(Entradas de un conjunto de datos)

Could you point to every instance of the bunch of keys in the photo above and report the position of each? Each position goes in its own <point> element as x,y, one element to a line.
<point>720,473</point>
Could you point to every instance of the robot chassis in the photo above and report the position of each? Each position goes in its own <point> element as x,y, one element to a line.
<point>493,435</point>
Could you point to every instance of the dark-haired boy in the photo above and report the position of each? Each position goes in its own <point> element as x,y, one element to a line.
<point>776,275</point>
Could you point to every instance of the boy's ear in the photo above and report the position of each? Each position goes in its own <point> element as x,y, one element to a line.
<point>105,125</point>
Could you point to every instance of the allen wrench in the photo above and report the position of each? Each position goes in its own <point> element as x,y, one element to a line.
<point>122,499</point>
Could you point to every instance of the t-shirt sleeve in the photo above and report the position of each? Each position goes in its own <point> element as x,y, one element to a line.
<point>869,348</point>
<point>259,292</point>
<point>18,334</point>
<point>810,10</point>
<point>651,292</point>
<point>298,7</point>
...
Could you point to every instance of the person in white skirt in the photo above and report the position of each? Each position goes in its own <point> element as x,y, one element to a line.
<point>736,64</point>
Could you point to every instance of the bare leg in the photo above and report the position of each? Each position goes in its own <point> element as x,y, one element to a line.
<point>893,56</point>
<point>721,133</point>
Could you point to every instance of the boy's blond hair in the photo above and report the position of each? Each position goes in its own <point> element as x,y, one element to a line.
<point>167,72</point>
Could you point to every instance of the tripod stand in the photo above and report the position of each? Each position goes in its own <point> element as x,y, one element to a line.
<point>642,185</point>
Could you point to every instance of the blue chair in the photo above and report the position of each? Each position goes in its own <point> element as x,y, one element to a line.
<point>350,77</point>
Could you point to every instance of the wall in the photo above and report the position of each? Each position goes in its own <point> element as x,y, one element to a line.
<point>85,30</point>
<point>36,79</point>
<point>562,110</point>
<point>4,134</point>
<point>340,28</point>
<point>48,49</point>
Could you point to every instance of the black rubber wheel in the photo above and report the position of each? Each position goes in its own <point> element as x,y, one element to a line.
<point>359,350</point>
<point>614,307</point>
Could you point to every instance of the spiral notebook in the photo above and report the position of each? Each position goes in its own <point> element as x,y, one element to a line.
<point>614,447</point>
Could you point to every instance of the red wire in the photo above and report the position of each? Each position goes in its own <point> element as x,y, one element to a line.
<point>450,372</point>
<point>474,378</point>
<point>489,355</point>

La tarea ->
Convierte en una tabla Markdown las líneas que van desde la que contiene "Could you point to every instance of the blue" hasta la que contiene "<point>48,49</point>", ambas incluidas, con las columnas "Nº" y "Línea". Omite las líneas en blanco.

Resultado del ejercicio ->
| Nº | Línea |
|---|---|
| 1 | Could you point to every instance of the blue chair in the photo above and report the position of each? Each position goes in its own <point> element as x,y, one element to a line. |
| 2 | <point>350,77</point> |
| 3 | Could you point to every instance of the wall in the photo above and report the position of each? Each position goes in its own <point> element as x,y, one element to a line. |
| 4 | <point>85,30</point> |
| 5 | <point>36,79</point> |
| 6 | <point>562,110</point> |
| 7 | <point>4,134</point> |
| 8 | <point>340,28</point> |
| 9 | <point>48,49</point> |